-- Begin SUPPLIED MATERIAL --
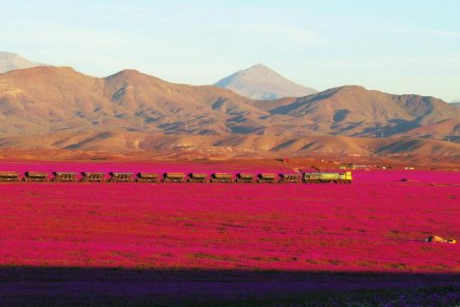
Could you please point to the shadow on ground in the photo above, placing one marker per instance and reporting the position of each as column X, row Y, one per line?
column 29, row 286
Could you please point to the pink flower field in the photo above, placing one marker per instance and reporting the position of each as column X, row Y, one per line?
column 376, row 224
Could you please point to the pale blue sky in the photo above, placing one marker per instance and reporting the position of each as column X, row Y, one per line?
column 397, row 46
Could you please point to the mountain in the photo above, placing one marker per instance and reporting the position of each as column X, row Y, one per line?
column 356, row 111
column 238, row 146
column 261, row 83
column 11, row 61
column 49, row 99
column 60, row 108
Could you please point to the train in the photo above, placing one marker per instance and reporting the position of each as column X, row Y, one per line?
column 179, row 177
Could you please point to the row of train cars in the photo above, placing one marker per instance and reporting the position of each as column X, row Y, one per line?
column 305, row 177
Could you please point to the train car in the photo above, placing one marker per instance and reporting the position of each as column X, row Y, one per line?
column 267, row 178
column 244, row 178
column 326, row 177
column 197, row 177
column 64, row 177
column 121, row 177
column 36, row 177
column 9, row 176
column 93, row 177
column 290, row 178
column 147, row 177
column 221, row 178
column 173, row 177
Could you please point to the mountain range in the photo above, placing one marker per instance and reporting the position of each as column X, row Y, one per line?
column 60, row 108
column 262, row 83
column 12, row 61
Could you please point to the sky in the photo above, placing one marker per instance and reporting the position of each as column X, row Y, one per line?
column 399, row 47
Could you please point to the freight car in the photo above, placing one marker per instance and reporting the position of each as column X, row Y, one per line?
column 173, row 177
column 306, row 177
column 121, row 177
column 93, row 177
column 64, row 177
column 36, row 176
column 266, row 178
column 147, row 177
column 7, row 176
column 197, row 177
column 290, row 178
column 221, row 178
column 323, row 177
column 244, row 178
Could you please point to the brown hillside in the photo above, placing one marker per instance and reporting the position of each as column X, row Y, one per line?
column 59, row 108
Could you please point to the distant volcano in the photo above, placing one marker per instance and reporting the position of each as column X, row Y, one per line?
column 12, row 61
column 262, row 83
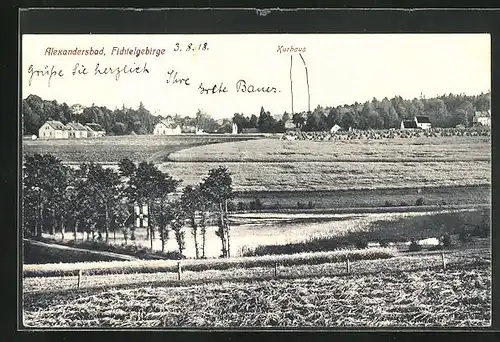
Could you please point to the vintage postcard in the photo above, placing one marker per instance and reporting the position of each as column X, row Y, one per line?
column 255, row 180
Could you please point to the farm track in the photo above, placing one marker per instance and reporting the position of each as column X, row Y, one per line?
column 457, row 259
column 63, row 247
column 336, row 160
column 407, row 297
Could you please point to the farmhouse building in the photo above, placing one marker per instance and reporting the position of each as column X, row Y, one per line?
column 53, row 129
column 289, row 124
column 167, row 127
column 94, row 130
column 482, row 118
column 408, row 124
column 188, row 129
column 251, row 130
column 335, row 128
column 423, row 122
column 77, row 130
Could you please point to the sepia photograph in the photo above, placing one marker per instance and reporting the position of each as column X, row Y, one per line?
column 303, row 180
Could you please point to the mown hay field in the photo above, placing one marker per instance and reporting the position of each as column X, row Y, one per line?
column 387, row 296
column 112, row 149
column 152, row 266
column 309, row 176
column 390, row 150
column 292, row 228
column 386, row 198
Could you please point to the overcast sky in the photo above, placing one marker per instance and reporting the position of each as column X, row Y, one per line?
column 342, row 69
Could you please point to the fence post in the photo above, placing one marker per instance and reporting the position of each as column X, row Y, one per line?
column 443, row 261
column 79, row 278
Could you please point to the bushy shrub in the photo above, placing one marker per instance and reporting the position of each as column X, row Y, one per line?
column 256, row 204
column 388, row 204
column 446, row 240
column 384, row 243
column 464, row 236
column 231, row 206
column 242, row 206
column 361, row 244
column 419, row 201
column 414, row 247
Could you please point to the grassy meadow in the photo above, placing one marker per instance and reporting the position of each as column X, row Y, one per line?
column 397, row 292
column 456, row 148
column 313, row 176
column 285, row 233
column 112, row 149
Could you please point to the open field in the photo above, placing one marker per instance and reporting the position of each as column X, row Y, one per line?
column 312, row 176
column 292, row 228
column 388, row 150
column 35, row 251
column 112, row 149
column 390, row 198
column 403, row 291
column 196, row 265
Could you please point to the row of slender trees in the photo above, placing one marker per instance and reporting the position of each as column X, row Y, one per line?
column 100, row 201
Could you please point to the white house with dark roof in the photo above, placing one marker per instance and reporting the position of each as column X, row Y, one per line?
column 482, row 118
column 94, row 130
column 423, row 122
column 53, row 129
column 409, row 124
column 167, row 127
column 77, row 130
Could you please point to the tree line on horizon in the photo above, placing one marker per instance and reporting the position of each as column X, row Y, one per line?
column 101, row 201
column 443, row 111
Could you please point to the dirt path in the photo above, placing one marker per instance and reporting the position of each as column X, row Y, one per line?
column 57, row 246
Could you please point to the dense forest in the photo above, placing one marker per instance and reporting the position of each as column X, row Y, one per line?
column 444, row 111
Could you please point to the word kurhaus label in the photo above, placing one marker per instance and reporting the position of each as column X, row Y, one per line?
column 284, row 49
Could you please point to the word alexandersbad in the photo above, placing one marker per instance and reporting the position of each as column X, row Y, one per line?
column 100, row 52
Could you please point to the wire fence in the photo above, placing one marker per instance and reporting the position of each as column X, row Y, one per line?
column 444, row 261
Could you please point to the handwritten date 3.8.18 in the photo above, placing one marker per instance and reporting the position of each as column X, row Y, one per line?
column 191, row 47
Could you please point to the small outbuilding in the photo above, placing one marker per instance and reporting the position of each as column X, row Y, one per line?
column 53, row 129
column 408, row 124
column 423, row 122
column 482, row 118
column 167, row 127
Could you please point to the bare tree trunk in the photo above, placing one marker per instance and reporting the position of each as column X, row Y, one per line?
column 75, row 232
column 226, row 226
column 106, row 218
column 39, row 233
column 203, row 234
column 151, row 238
column 194, row 231
column 52, row 228
column 62, row 228
column 163, row 240
column 222, row 231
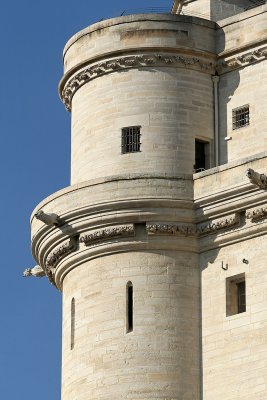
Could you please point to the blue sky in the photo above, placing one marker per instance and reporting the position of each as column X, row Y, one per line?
column 35, row 162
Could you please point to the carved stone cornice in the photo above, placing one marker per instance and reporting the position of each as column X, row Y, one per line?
column 256, row 214
column 239, row 61
column 218, row 224
column 171, row 229
column 256, row 178
column 201, row 229
column 127, row 62
column 104, row 234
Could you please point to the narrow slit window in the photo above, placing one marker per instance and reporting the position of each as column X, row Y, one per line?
column 202, row 154
column 240, row 117
column 235, row 295
column 130, row 139
column 72, row 328
column 129, row 307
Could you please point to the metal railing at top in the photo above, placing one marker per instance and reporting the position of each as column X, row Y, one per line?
column 147, row 10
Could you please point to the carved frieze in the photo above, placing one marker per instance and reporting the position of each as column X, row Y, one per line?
column 171, row 229
column 60, row 252
column 256, row 214
column 218, row 224
column 244, row 59
column 256, row 178
column 36, row 271
column 107, row 233
column 126, row 62
column 205, row 228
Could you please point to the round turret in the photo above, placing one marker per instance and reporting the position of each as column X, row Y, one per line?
column 124, row 247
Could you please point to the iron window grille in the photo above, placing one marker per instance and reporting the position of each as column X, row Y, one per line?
column 240, row 117
column 130, row 139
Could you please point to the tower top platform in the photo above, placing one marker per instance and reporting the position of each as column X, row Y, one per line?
column 213, row 9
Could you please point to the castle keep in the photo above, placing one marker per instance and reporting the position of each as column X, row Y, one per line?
column 159, row 245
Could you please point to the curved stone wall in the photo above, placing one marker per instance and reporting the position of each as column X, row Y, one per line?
column 156, row 75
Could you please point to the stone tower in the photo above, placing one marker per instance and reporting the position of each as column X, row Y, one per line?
column 134, row 242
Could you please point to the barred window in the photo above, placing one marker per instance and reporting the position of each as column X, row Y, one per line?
column 130, row 139
column 240, row 117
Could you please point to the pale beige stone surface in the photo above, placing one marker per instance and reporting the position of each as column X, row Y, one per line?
column 146, row 218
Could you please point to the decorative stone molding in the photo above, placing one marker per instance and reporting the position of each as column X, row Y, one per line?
column 171, row 229
column 127, row 62
column 36, row 271
column 104, row 234
column 60, row 252
column 243, row 60
column 256, row 214
column 194, row 230
column 218, row 224
column 257, row 179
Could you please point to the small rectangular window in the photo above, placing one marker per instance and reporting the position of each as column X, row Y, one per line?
column 240, row 117
column 235, row 295
column 130, row 139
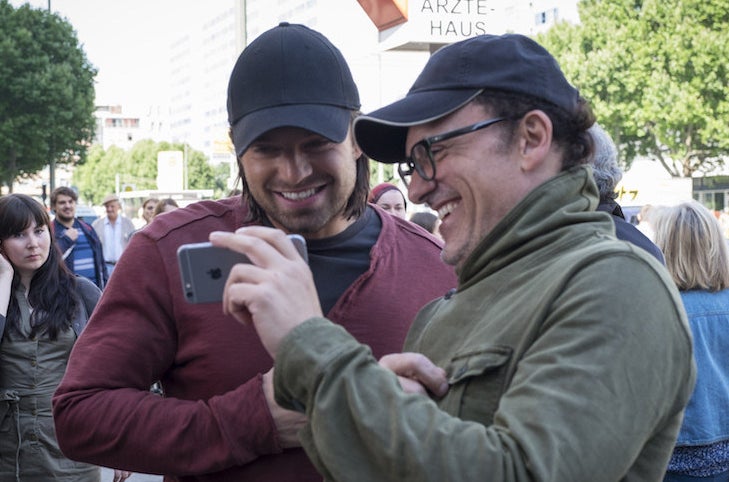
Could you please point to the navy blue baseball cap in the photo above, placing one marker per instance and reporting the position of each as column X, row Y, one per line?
column 453, row 76
column 290, row 76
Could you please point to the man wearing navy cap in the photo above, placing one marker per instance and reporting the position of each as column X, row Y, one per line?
column 291, row 104
column 547, row 363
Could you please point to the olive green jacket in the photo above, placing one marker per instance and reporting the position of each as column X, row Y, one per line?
column 568, row 355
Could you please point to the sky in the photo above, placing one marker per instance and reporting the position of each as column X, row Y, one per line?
column 128, row 42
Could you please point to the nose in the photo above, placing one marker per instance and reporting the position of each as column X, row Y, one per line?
column 33, row 240
column 295, row 166
column 419, row 190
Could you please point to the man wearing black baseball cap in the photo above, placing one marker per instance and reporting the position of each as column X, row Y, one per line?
column 291, row 104
column 546, row 363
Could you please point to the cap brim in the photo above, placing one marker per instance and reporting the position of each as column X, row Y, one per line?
column 381, row 134
column 326, row 120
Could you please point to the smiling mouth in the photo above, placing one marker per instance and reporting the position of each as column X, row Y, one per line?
column 300, row 195
column 446, row 209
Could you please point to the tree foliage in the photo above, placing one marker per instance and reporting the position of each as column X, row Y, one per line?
column 656, row 75
column 46, row 92
column 105, row 169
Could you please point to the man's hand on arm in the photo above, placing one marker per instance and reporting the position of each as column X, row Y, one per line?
column 276, row 292
column 416, row 373
column 288, row 423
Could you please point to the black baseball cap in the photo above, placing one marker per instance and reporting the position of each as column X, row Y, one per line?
column 290, row 76
column 453, row 76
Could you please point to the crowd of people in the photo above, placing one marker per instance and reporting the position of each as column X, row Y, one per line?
column 516, row 327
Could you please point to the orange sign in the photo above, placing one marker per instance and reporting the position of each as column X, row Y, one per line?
column 385, row 13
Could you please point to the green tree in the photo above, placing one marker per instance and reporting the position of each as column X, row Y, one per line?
column 656, row 75
column 46, row 92
column 97, row 177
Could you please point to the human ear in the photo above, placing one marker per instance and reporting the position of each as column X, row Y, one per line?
column 535, row 130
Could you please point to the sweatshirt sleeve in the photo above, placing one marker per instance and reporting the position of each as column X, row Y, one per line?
column 103, row 409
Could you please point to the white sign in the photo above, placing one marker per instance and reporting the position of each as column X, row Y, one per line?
column 170, row 171
column 443, row 22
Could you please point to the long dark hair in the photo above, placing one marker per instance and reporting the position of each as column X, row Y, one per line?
column 53, row 287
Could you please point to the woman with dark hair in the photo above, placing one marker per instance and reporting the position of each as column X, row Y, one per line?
column 43, row 308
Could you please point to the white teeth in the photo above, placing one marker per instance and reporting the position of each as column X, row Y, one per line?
column 446, row 210
column 299, row 195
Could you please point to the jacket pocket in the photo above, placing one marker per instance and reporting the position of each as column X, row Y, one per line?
column 477, row 379
column 8, row 407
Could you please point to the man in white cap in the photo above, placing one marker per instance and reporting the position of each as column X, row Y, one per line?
column 564, row 354
column 114, row 231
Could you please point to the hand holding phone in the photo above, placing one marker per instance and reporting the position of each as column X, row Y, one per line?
column 204, row 268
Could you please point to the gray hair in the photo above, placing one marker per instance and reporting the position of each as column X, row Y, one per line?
column 605, row 167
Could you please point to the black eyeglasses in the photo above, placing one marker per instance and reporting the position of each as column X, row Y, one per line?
column 421, row 158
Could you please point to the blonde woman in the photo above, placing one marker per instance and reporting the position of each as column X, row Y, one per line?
column 698, row 261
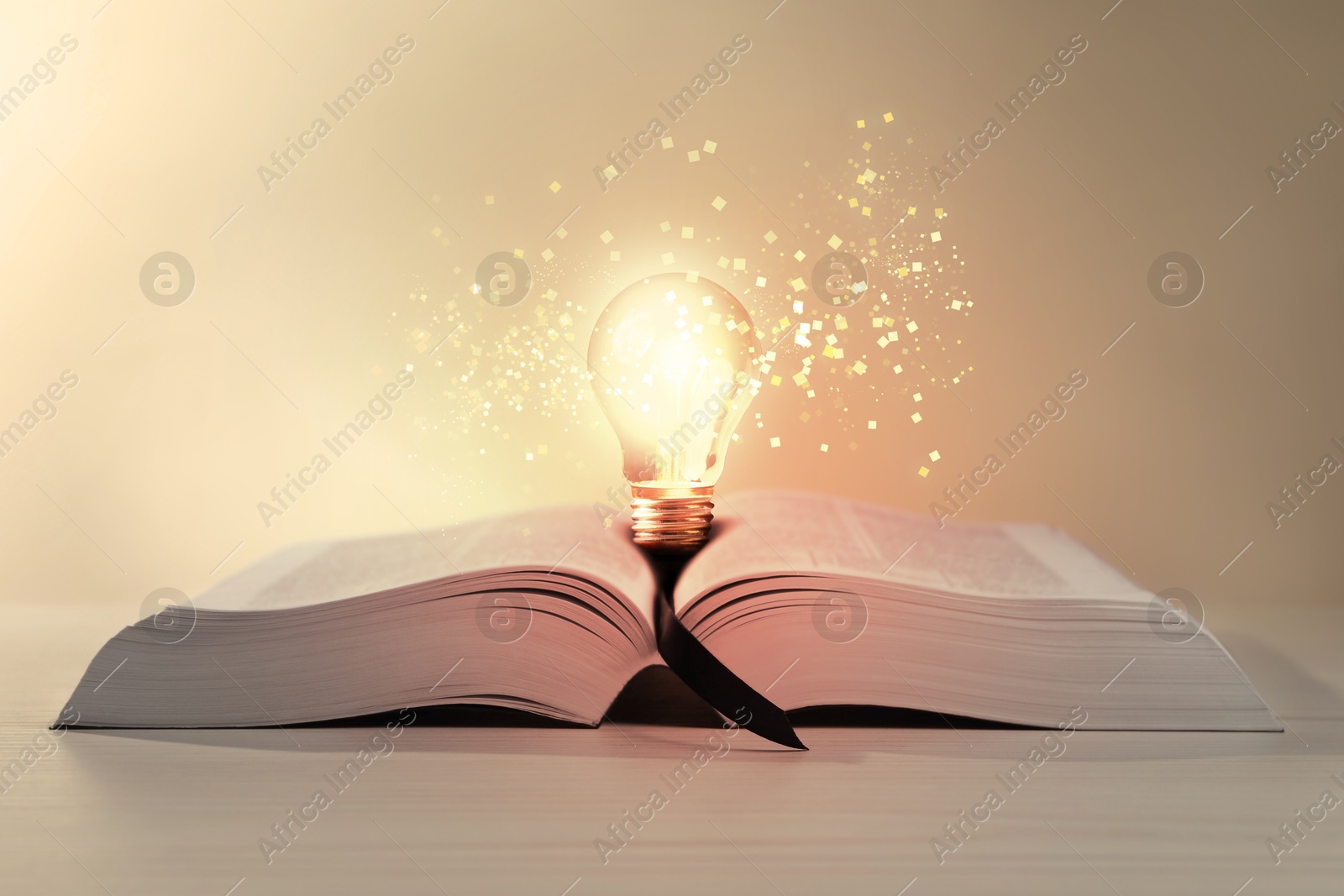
-- End SUPPLIED MATERIAL --
# EXERCISE DESCRIPTION:
Lay out the records above as a Markdown table with the columns Number and Entry, beginning with the line that contains "Could you please point to the barred" and continuing through the line that contains "column 419, row 190", both included. Number each line in order, and omit blank lines and pictures.

# RESPONSE TO THIS EXERCISE:
| Number | Entry |
|---|---|
| 1 | Could you please point to the barred window in the photo above, placing one marker per instance and reporting the position of each as column X, row Y, one per line? |
| 2 | column 130, row 139 |
| 3 | column 240, row 117 |
| 4 | Could you please point to the pale beige stone surface in the photo above, placing one marker per instance and reporting the position of each as column X, row Y, one per line? |
| 5 | column 146, row 218 |
| 6 | Could you please point to the decorative stone molding in the photo above, placing one marker per instance and reporting the position of each as column X, row Y, one per line? |
| 7 | column 171, row 229 |
| 8 | column 127, row 62 |
| 9 | column 36, row 271 |
| 10 | column 104, row 234 |
| 11 | column 60, row 252 |
| 12 | column 243, row 60 |
| 13 | column 256, row 214 |
| 14 | column 194, row 230 |
| 15 | column 218, row 224 |
| 16 | column 257, row 179 |
| 17 | Could you please point to the small rectangular window in the photo above, placing one marker per instance and reporting the position of each as column X, row Y, one per line? |
| 18 | column 240, row 117 |
| 19 | column 235, row 295 |
| 20 | column 130, row 139 |
| 21 | Could you please point to the navy blue baseball cap in the photo above, placing one marker per instance and reporting the position of each as column X, row Y, one per line? |
| 22 | column 453, row 76 |
| 23 | column 290, row 76 |
| 24 | Could you please point to the man wearing navy cap in the photo above, placing one marker per instance and reporting the position of each as column X, row Y, one per line? |
| 25 | column 291, row 104 |
| 26 | column 547, row 363 |
| 27 | Could you please point to the olive green jacket in the photo above, placing one marker per instance and reporting the position of each as column X, row Y, one per line? |
| 28 | column 568, row 355 |
| 29 | Could you please point to the sky in the photo above, placing one marker per instance and reporting the position of each as column X, row Y, one per line? |
| 30 | column 128, row 42 |
| 31 | Could you please point to the nose in the photo above, placing one marker per instance and reporting the position of each as column X, row Y, one per line? |
| 32 | column 33, row 240 |
| 33 | column 295, row 166 |
| 34 | column 419, row 190 |